REQUIRED ACTION => Print only the lines below, from the very first to the one containing "pixel 461 43", exactly as they stand. Do not print pictures.

GIVEN RECORDS =>
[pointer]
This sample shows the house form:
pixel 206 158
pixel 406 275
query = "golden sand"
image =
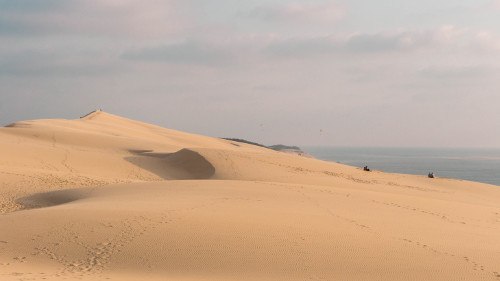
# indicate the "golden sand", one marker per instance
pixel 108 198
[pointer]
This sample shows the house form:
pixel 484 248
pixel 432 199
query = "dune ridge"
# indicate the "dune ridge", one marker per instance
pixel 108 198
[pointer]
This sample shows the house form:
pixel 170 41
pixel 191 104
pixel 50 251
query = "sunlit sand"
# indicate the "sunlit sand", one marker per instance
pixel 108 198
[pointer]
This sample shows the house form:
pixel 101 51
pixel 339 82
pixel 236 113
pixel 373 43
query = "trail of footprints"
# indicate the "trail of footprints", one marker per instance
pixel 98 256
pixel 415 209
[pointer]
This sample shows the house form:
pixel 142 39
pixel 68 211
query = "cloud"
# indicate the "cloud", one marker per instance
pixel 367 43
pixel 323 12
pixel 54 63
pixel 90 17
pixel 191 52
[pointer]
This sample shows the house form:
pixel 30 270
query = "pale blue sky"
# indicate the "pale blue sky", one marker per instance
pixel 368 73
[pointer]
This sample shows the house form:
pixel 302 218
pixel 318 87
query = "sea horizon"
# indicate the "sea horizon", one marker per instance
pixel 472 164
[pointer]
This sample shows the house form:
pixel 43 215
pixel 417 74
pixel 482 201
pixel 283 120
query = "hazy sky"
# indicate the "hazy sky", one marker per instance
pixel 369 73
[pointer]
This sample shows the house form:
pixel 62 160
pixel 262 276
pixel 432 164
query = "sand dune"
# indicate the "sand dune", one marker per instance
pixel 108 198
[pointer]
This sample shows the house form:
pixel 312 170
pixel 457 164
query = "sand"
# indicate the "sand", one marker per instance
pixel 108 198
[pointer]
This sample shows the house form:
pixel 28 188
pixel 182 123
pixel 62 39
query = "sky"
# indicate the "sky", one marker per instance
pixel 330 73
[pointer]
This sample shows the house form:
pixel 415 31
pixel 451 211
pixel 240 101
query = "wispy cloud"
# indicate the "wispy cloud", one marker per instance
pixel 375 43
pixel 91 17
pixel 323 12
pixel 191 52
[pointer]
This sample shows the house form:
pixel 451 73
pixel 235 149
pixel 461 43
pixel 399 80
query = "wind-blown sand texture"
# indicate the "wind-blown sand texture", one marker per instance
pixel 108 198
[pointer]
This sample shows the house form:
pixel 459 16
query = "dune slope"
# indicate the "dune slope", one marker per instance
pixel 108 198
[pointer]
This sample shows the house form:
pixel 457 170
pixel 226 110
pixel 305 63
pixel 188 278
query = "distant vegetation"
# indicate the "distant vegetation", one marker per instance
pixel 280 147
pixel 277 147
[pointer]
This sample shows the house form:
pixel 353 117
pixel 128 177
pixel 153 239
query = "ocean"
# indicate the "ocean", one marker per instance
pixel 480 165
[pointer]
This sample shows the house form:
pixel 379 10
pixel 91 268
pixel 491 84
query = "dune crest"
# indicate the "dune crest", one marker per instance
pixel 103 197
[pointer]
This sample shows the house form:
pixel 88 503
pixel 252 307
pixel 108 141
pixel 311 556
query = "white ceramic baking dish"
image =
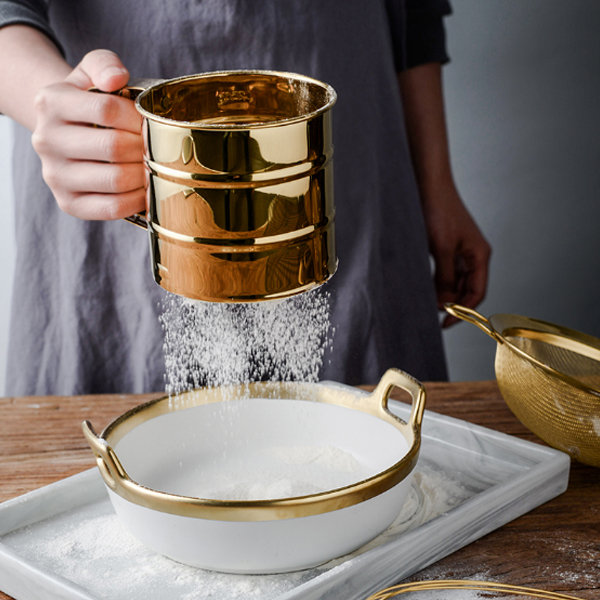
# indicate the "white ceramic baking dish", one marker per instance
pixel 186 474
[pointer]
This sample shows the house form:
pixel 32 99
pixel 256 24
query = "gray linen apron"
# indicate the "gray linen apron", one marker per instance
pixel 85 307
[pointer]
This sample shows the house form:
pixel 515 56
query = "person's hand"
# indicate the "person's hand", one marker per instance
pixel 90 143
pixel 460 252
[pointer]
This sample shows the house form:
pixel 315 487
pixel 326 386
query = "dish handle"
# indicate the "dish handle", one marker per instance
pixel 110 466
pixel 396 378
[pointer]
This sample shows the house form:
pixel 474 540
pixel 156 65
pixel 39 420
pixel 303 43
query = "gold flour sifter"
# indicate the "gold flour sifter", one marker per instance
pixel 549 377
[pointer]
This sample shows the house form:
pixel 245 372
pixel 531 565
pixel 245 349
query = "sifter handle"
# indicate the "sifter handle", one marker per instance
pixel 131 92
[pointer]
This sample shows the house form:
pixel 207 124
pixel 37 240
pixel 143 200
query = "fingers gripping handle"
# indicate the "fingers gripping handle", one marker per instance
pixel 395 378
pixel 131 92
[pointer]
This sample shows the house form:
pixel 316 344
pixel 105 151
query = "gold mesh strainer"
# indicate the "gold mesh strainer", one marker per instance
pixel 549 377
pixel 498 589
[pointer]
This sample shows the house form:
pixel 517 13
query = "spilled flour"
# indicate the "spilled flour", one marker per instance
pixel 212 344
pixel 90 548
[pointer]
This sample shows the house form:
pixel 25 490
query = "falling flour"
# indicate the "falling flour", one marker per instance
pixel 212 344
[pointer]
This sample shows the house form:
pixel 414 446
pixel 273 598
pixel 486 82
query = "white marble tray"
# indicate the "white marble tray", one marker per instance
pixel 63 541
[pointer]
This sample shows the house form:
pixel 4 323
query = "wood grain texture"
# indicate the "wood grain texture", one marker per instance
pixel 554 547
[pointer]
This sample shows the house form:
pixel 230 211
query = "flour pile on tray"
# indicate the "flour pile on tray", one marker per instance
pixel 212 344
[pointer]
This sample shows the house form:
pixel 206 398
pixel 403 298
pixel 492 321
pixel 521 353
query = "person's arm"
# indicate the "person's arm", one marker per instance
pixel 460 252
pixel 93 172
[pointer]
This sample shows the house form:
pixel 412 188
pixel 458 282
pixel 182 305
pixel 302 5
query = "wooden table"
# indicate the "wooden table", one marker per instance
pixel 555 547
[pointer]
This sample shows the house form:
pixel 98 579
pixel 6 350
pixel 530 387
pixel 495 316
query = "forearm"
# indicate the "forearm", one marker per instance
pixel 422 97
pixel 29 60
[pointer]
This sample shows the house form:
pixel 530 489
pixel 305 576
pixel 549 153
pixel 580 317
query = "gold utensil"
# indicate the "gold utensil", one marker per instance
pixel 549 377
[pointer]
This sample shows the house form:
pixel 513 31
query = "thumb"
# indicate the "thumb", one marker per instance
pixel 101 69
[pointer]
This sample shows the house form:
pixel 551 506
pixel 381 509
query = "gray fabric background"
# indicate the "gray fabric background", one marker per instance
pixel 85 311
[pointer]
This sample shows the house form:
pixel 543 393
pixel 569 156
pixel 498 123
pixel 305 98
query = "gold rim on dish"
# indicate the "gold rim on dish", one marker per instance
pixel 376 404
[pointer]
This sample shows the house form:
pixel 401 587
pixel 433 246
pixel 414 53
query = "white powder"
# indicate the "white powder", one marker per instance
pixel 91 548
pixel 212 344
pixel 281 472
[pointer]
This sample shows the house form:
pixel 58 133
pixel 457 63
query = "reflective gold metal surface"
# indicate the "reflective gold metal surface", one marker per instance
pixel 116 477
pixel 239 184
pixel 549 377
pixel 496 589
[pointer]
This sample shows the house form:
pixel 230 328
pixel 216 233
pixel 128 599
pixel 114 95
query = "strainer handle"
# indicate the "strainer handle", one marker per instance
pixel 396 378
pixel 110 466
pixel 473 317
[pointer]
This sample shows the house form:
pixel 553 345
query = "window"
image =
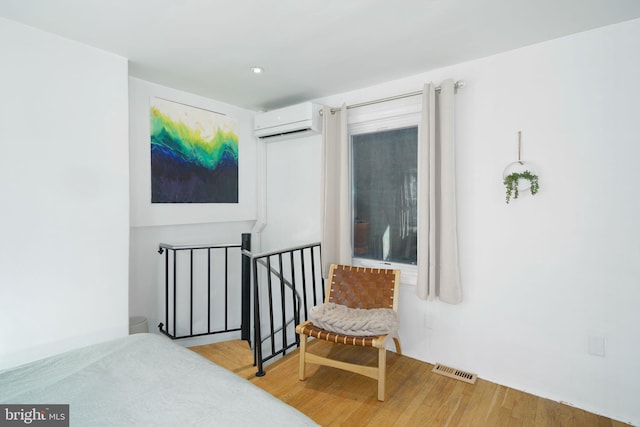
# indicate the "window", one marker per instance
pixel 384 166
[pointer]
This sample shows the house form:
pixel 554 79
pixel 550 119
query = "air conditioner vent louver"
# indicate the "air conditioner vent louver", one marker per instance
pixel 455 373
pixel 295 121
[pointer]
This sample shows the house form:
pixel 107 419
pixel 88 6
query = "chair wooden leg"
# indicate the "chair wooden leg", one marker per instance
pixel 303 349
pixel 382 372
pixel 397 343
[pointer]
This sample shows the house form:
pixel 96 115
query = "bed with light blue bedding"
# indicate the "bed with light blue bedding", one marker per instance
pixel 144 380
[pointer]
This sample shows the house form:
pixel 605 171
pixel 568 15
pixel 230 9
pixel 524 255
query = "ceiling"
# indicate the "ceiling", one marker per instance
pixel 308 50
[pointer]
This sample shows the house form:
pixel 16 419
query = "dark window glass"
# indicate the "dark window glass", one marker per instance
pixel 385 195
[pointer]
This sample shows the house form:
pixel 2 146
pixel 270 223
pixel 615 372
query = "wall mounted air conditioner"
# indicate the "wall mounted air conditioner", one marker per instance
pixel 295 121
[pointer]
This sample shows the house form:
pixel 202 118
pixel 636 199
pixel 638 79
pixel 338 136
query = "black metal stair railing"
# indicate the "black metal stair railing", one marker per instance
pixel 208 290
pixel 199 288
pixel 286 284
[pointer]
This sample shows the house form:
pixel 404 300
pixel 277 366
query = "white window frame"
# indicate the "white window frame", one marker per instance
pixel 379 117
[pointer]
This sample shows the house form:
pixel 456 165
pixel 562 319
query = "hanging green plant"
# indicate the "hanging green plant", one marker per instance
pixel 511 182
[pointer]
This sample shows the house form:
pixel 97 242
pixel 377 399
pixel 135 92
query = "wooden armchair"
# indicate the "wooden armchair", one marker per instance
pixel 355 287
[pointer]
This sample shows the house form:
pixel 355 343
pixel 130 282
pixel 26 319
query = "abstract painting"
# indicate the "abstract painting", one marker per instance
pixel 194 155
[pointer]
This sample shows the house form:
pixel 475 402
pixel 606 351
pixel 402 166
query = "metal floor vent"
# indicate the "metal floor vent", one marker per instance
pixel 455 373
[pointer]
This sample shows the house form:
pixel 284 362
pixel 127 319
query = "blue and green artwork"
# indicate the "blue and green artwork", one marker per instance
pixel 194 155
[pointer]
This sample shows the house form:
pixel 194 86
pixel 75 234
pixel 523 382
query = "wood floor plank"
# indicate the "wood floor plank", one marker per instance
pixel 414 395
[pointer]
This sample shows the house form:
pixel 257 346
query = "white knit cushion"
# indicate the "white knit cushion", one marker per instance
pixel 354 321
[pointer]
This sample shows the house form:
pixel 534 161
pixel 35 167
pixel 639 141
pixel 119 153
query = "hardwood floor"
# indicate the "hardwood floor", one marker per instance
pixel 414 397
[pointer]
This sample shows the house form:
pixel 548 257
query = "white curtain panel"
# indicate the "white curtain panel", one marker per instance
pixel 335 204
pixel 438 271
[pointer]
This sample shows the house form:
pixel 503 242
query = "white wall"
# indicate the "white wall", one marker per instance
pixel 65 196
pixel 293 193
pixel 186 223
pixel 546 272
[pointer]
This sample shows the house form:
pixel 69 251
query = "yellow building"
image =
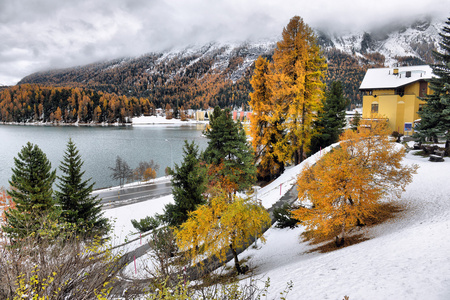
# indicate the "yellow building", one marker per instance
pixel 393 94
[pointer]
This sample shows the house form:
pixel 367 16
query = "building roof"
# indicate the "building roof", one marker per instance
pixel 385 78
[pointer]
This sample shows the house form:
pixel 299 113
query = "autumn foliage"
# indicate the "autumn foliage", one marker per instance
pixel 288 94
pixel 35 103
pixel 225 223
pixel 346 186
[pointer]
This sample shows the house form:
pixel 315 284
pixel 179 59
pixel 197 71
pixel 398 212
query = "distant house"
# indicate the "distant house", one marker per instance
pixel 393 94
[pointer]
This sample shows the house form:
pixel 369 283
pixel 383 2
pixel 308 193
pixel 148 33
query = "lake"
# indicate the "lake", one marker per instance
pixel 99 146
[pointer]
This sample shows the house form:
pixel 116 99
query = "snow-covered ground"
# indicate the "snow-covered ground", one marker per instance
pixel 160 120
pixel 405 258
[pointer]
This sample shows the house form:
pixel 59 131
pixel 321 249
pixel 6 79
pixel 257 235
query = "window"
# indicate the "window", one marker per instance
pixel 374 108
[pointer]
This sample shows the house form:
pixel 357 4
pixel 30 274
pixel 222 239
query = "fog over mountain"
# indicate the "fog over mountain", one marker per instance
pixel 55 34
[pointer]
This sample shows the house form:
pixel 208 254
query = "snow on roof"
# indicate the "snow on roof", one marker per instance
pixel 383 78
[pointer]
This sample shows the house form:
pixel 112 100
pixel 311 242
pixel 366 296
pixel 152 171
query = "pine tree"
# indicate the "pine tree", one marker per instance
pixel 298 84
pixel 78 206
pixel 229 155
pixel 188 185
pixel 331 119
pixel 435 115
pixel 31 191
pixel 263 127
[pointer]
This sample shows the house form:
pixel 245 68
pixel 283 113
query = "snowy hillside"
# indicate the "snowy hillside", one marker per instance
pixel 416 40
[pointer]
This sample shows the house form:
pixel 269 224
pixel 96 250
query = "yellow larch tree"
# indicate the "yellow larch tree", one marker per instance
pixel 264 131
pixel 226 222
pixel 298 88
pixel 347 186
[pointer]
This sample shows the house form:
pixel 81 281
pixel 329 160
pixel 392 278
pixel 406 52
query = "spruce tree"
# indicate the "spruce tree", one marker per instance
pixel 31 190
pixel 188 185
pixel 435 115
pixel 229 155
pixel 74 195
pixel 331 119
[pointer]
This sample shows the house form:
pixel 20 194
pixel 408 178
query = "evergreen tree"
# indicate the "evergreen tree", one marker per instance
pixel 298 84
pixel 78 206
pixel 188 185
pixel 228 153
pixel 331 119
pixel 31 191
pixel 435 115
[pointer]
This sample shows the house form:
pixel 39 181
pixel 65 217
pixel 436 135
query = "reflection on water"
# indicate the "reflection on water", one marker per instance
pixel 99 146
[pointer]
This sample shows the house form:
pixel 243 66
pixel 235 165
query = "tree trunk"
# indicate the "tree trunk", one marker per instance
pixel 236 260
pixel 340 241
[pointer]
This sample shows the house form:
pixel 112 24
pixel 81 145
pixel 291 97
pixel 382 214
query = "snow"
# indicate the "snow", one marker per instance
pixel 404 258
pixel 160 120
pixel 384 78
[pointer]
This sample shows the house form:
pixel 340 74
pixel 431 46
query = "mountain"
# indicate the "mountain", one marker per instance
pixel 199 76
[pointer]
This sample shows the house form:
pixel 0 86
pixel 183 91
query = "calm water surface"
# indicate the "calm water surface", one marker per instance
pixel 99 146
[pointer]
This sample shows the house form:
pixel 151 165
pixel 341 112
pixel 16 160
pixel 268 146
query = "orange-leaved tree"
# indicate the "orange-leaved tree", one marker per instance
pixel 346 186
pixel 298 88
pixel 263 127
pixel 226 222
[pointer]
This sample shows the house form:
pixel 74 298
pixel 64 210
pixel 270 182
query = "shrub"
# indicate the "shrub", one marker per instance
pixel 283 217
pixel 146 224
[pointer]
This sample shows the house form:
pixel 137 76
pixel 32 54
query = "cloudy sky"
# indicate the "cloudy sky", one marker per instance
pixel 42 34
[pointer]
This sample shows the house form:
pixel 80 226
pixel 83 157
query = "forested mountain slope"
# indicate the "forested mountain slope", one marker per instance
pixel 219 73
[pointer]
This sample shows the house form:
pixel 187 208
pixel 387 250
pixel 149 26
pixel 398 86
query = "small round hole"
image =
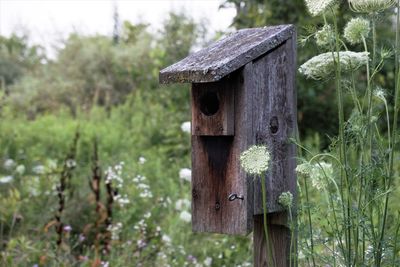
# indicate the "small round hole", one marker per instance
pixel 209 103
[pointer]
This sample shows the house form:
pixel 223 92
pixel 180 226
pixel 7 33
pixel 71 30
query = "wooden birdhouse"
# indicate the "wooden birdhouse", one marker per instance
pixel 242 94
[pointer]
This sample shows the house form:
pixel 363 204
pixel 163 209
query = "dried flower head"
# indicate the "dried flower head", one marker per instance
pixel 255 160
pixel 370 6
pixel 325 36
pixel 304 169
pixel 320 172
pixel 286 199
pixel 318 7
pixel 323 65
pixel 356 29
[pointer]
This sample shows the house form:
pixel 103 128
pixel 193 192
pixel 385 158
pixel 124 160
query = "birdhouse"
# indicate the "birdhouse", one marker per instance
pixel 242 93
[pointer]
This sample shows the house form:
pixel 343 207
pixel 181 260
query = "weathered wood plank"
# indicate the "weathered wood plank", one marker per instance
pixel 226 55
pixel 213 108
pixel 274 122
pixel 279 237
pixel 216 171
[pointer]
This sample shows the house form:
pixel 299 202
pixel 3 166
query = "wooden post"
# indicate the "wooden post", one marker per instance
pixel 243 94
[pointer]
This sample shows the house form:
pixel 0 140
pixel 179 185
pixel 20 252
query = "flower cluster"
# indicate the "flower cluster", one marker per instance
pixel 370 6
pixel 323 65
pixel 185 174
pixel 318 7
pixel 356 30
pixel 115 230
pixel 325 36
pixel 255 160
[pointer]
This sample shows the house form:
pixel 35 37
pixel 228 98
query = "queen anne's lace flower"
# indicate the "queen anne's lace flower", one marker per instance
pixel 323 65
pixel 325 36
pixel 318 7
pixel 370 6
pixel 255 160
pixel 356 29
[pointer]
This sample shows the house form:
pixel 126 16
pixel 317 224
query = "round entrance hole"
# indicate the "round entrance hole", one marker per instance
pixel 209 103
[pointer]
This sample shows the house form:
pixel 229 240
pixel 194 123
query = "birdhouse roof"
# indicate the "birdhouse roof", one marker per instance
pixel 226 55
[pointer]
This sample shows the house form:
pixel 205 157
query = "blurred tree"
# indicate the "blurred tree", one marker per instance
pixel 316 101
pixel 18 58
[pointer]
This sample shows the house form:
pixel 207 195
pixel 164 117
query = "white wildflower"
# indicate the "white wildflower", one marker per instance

ANSWER BOX =>
[pointer]
This sample shows the house form:
pixel 206 158
pixel 406 275
query = "golden sand"
image =
# indicate the "golden sand", one marker per instance
pixel 108 198
[pointer]
This sample shows the house form:
pixel 484 248
pixel 432 199
query = "dune ridge"
# indicate the "dune ridge", one marker per instance
pixel 108 198
[pointer]
This sample shows the house form:
pixel 170 41
pixel 191 104
pixel 50 251
query = "sunlit sand"
# indicate the "sunlit sand", one marker per instance
pixel 108 198
[pointer]
This sample shows the house form:
pixel 101 51
pixel 339 82
pixel 236 113
pixel 373 43
query = "trail of footprints"
# indicate the "trail of footprints", one marker per instance
pixel 98 256
pixel 415 209
[pointer]
This sample shows the house form:
pixel 142 39
pixel 68 211
query = "cloud"
# indicate the "cloud", one marker per instance
pixel 367 43
pixel 323 12
pixel 54 63
pixel 90 17
pixel 191 52
[pointer]
This sample shows the house form:
pixel 30 270
query = "pale blue sky"
# indicate the "pale blue sky", one marker per instance
pixel 368 73
[pointer]
This sample shows the house form:
pixel 302 218
pixel 318 87
query = "sea horizon"
# indicate the "sea horizon", one marker per instance
pixel 472 164
[pointer]
This sample shows the house form:
pixel 43 215
pixel 417 74
pixel 482 201
pixel 283 120
query = "hazy sky"
# indicate the "hazy sky", one marker per instance
pixel 369 73
[pointer]
This sample shows the house form:
pixel 62 160
pixel 262 276
pixel 432 164
query = "sand dune"
# indicate the "sand dune", one marker per instance
pixel 108 198
[pointer]
This sample shows the house form:
pixel 312 170
pixel 457 164
query = "sand"
# indicate the "sand", one marker per instance
pixel 108 198
[pointer]
This sample shows the house form:
pixel 28 188
pixel 182 123
pixel 62 39
query = "sky"
# indicate the "sky", one marker per instance
pixel 330 73
[pointer]
This sample shows the house form:
pixel 415 31
pixel 451 211
pixel 240 101
query = "wispy cloud"
# indicate the "wispy cloud", one marker per instance
pixel 375 43
pixel 91 17
pixel 323 12
pixel 191 52
[pointer]
This sample shows the house form:
pixel 451 73
pixel 235 149
pixel 461 43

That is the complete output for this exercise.